Provided material
++++++++
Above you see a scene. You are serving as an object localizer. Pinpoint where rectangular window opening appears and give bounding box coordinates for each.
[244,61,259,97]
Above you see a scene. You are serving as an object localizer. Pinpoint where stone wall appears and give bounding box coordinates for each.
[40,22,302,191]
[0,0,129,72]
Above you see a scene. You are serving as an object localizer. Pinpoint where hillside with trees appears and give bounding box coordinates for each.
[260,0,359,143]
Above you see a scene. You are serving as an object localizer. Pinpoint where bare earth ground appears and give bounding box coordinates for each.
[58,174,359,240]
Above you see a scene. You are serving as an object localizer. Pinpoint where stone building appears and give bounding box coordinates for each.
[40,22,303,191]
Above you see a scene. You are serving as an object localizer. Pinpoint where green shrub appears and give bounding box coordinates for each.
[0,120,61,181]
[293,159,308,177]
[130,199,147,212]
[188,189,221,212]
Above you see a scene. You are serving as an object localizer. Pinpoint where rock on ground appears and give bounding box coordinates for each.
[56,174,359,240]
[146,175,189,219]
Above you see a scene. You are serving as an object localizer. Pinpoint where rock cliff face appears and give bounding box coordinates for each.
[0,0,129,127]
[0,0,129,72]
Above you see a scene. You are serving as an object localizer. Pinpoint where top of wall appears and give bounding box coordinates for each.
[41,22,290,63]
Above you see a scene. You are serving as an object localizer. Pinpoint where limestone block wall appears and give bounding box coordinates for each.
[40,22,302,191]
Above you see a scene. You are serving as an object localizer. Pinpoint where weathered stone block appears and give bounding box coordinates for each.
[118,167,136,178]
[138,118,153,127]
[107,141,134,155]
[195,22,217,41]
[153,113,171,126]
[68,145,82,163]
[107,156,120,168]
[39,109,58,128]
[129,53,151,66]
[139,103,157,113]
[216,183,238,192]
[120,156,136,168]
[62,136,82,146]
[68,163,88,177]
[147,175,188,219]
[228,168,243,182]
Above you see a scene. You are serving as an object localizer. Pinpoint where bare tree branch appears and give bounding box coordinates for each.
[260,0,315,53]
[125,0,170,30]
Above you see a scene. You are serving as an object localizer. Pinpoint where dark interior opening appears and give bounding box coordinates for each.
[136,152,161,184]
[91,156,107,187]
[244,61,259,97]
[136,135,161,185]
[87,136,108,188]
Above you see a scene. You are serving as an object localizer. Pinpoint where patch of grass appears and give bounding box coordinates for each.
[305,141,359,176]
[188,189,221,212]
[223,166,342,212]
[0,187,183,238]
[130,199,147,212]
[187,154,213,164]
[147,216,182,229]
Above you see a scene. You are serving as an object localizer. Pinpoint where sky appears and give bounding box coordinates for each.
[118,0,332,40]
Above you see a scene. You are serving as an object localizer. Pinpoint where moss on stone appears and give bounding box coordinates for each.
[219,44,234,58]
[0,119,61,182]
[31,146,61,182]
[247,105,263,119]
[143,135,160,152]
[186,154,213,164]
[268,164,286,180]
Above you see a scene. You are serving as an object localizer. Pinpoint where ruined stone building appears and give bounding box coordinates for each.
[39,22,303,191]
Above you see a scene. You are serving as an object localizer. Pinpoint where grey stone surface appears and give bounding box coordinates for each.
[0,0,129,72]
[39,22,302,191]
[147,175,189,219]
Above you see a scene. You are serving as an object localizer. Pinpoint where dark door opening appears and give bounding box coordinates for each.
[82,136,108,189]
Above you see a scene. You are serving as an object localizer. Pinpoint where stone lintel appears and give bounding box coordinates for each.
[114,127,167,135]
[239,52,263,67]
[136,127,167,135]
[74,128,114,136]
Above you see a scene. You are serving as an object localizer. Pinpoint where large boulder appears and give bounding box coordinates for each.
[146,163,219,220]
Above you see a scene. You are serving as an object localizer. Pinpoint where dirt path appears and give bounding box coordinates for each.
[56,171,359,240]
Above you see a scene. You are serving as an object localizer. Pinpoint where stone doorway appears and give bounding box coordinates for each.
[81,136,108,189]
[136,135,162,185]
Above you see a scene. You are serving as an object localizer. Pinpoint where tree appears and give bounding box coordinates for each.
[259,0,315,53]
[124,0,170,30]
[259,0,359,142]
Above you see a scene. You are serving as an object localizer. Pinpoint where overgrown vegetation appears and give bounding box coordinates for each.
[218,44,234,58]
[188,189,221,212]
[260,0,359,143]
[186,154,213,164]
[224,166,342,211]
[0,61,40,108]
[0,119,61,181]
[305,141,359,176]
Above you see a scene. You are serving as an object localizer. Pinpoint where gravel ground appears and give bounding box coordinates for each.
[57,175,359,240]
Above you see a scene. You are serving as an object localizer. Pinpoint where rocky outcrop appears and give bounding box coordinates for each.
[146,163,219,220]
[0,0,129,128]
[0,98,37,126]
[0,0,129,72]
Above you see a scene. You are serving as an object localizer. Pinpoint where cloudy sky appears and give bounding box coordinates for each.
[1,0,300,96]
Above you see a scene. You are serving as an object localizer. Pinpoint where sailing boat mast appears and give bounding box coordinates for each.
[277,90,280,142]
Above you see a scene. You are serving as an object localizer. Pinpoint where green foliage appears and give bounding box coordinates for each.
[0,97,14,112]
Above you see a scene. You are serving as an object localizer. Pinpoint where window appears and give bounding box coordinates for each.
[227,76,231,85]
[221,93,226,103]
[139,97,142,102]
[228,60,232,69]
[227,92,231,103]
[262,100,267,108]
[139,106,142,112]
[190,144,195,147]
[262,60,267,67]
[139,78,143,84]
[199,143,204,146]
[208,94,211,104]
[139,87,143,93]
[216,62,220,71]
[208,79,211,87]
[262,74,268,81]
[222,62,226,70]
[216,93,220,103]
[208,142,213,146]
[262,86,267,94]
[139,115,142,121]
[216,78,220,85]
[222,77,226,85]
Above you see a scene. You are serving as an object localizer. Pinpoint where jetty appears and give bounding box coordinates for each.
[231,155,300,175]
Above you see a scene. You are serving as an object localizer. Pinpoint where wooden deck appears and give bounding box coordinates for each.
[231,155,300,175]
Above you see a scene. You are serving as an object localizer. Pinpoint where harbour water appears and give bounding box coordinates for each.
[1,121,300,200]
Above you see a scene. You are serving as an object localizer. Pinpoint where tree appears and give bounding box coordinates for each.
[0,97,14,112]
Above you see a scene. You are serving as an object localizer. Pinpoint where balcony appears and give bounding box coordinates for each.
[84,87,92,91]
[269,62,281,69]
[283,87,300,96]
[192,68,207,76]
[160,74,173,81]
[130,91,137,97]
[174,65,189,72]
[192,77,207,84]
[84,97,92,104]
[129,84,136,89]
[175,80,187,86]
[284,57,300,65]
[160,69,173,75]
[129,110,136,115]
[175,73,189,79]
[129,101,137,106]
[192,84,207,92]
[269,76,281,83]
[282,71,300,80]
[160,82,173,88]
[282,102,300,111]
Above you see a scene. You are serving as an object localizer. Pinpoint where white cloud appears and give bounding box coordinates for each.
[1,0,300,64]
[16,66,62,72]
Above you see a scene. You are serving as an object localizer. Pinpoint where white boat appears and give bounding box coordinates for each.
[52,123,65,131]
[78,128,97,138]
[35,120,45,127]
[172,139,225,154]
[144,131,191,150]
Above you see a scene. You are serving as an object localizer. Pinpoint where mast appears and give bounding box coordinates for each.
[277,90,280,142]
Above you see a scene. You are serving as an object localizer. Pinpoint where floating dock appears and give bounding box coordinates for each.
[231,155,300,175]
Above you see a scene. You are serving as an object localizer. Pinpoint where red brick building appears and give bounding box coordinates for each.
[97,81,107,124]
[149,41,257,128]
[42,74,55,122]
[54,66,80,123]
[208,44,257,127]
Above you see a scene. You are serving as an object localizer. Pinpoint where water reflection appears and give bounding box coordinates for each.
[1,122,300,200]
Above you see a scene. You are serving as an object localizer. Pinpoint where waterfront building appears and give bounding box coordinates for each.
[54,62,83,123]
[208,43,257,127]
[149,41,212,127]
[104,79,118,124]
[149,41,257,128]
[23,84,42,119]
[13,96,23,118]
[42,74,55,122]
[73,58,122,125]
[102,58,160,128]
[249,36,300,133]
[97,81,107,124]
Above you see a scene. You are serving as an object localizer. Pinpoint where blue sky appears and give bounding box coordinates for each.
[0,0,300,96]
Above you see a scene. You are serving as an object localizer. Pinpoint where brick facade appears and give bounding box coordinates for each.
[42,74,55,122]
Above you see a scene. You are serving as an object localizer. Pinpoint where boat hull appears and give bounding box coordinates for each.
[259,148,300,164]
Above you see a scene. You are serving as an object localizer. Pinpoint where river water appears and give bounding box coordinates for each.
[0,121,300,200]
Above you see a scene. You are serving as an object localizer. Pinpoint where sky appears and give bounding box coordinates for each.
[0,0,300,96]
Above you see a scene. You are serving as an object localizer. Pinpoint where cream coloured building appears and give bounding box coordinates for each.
++++++++
Copy exactly the line that contains "Pinpoint where blue" and every line after it, up to and including the last line of the records.

Result below
Above you see a scene. You are serving as an object localizer. Pinpoint where blue sky appears and give bounding box coordinates for each.
[0,0,300,96]
Above you see a scene. You are serving as an object localizer. Pinpoint where brick facade appears and give bounding box coordinates for each.
[42,74,55,122]
Above you see a scene. You are serving as an object localizer. Pinpoint where boat hull appears and give bounding box coordinates for each.
[259,148,300,164]
Above you see a scene. You are serving as an object localizer. Pinpoint where river water appears and give bounding box coordinates for each.
[0,121,300,200]
Above you see a scene. You are serving as an object localizer. Pinpoint where sky appears and give bounding box coordinates for each.
[0,0,300,96]
Above you see a scene. You are serving as an object localizer. Pinpoint where cream coloured building appears and give bounding box coordinates for each.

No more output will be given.